Task statement: Line by line, write out the material exactly.

Data in this exercise:
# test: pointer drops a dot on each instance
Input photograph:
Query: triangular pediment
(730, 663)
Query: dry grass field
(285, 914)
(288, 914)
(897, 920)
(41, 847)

Answer:
# test: pointer drops a dot on each instance
Input photograph:
Query: triangular pediment
(730, 663)
Query: dry grass field
(285, 914)
(288, 914)
(897, 920)
(41, 847)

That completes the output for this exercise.